> [Instructions for the task]: Give back, unchanged, each line from the one containing "Q: Point out each instance of the pearl" through the last line of the entries below.

+++ Data

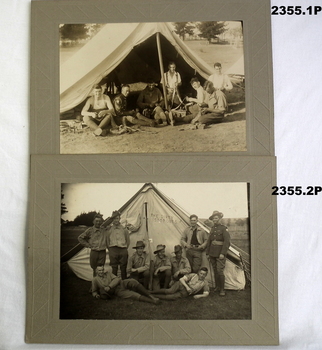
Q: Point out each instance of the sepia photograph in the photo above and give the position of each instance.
(155, 251)
(152, 87)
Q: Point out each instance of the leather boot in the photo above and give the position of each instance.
(217, 283)
(149, 300)
(222, 292)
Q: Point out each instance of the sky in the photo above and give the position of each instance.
(195, 198)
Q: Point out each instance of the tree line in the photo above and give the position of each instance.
(208, 30)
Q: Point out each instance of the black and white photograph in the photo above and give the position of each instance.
(155, 251)
(152, 87)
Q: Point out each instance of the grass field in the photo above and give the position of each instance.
(227, 55)
(69, 236)
(77, 303)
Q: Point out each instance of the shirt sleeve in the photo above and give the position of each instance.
(167, 262)
(146, 265)
(188, 277)
(179, 78)
(200, 95)
(187, 267)
(226, 244)
(227, 83)
(83, 238)
(129, 264)
(184, 238)
(94, 287)
(204, 239)
(208, 242)
(206, 287)
(118, 104)
(127, 237)
(108, 101)
(140, 100)
(115, 281)
(87, 106)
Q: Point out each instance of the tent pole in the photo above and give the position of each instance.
(162, 70)
(150, 251)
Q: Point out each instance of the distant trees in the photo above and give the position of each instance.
(85, 219)
(73, 32)
(211, 30)
(79, 31)
(183, 28)
(63, 208)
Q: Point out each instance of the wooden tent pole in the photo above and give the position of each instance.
(150, 251)
(162, 71)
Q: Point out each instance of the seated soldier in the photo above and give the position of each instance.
(212, 113)
(180, 265)
(199, 99)
(221, 83)
(172, 81)
(138, 266)
(190, 284)
(98, 111)
(195, 104)
(105, 285)
(160, 269)
(123, 115)
(151, 103)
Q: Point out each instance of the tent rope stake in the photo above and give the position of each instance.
(162, 70)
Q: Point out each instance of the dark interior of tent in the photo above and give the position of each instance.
(143, 63)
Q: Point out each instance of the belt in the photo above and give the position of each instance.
(217, 243)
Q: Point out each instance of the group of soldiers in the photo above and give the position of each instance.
(209, 105)
(163, 277)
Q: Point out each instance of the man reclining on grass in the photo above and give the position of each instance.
(190, 284)
(98, 111)
(123, 115)
(105, 285)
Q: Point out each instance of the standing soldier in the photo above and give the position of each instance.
(194, 239)
(118, 241)
(217, 247)
(95, 238)
(180, 265)
(138, 266)
(160, 269)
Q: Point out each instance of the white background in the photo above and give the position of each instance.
(297, 61)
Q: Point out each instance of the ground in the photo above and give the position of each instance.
(229, 135)
(77, 303)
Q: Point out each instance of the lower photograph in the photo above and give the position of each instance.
(155, 251)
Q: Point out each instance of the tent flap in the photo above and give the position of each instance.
(127, 51)
(163, 224)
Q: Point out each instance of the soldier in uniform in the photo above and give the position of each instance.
(194, 240)
(124, 115)
(95, 238)
(138, 266)
(217, 247)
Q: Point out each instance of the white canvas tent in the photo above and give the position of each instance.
(155, 219)
(127, 52)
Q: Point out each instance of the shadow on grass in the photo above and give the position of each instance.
(77, 303)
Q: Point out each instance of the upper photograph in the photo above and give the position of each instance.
(152, 87)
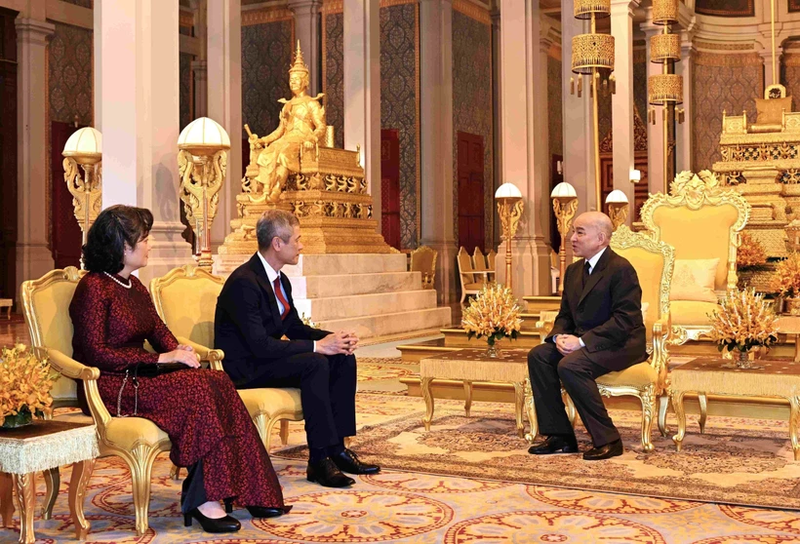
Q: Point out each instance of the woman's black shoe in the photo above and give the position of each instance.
(264, 512)
(221, 525)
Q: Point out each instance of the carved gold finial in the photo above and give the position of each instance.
(298, 65)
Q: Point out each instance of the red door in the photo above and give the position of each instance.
(390, 186)
(65, 231)
(470, 192)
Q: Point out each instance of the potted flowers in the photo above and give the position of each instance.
(493, 314)
(786, 282)
(25, 383)
(743, 321)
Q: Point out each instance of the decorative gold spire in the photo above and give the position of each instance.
(298, 65)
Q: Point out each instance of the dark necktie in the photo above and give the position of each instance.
(586, 273)
(281, 298)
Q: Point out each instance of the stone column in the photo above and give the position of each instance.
(622, 101)
(362, 90)
(34, 258)
(138, 102)
(577, 117)
(524, 112)
(306, 29)
(683, 131)
(655, 132)
(436, 138)
(224, 56)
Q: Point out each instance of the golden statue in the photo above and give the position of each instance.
(302, 128)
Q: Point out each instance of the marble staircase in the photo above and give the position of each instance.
(371, 294)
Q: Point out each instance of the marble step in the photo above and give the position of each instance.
(337, 264)
(355, 306)
(354, 284)
(391, 323)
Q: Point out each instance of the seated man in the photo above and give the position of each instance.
(254, 311)
(598, 329)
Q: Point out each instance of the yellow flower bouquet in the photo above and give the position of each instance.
(494, 314)
(744, 321)
(25, 383)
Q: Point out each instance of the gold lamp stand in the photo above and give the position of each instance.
(565, 204)
(202, 161)
(85, 149)
(509, 208)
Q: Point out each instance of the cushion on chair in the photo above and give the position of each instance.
(693, 279)
(689, 312)
(271, 401)
(125, 432)
(770, 111)
(637, 375)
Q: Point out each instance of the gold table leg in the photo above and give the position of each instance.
(6, 499)
(26, 492)
(426, 394)
(519, 401)
(703, 401)
(81, 472)
(680, 414)
(53, 481)
(468, 396)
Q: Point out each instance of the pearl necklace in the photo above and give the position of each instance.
(130, 283)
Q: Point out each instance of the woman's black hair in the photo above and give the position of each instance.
(112, 230)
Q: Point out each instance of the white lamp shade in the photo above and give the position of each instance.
(616, 197)
(508, 190)
(86, 141)
(564, 190)
(204, 132)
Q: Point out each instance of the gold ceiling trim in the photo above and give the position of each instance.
(465, 7)
(266, 15)
(715, 59)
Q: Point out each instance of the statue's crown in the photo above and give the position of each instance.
(298, 65)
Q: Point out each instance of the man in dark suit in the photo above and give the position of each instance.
(598, 329)
(254, 312)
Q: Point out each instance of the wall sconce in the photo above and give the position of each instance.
(509, 208)
(84, 148)
(617, 203)
(202, 161)
(565, 204)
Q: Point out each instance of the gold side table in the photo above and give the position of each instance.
(43, 446)
(707, 376)
(471, 365)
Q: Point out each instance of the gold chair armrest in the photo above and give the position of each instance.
(71, 368)
(213, 356)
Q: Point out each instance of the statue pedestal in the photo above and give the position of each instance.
(370, 294)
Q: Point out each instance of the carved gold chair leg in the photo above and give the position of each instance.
(284, 431)
(52, 480)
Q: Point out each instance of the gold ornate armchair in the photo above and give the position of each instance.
(423, 259)
(186, 299)
(701, 219)
(136, 440)
(647, 381)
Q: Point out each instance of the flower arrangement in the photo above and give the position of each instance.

++++++

> [Response below]:
Q: Point out each instance of the pearl necklace in the photo above and give the position of each instance.
(130, 283)
Q: Point out each instance of the woman's black hair in the photo above and give the position of each instance.
(112, 230)
Q: Point out each instance of the white lamp shade in the photo above and give the position of each instance.
(616, 197)
(508, 190)
(86, 141)
(564, 190)
(204, 132)
Q: Point out each instance of the gold ceiling trim in the photo above and give the position of each instance.
(465, 7)
(266, 15)
(715, 59)
Q: Point out each instance of the statue's crown in the photo above and give the position of each instance.
(298, 65)
Q: Point out each instance of the man in dark suit in the photo above and give the position of each instance.
(598, 329)
(254, 312)
Q: Point out each instance of the wall sconce in the photo above and give the position of each instance.
(509, 208)
(84, 148)
(617, 203)
(202, 161)
(565, 204)
Q: Point out each instance of the gold side table in the photo above and give the position of each instance.
(43, 446)
(707, 376)
(471, 365)
Q: Point out each instance of the gold chair armrest in the photo above and give the position of each instance.
(71, 368)
(213, 356)
Q: Point out each instance of the statue pedestal in the photo above and give the position of each instance.
(370, 294)
Q: Point out each instance of the carved gold chair leg in the photo above and give the position of each instance.
(284, 431)
(52, 480)
Q: Point out each instance of the gold ornate armchair in the photo above and give the position of each instance.
(423, 259)
(186, 299)
(701, 219)
(136, 440)
(647, 381)
Q: Point out each instance of the flower arrangement in the photo above and give the position of each instance.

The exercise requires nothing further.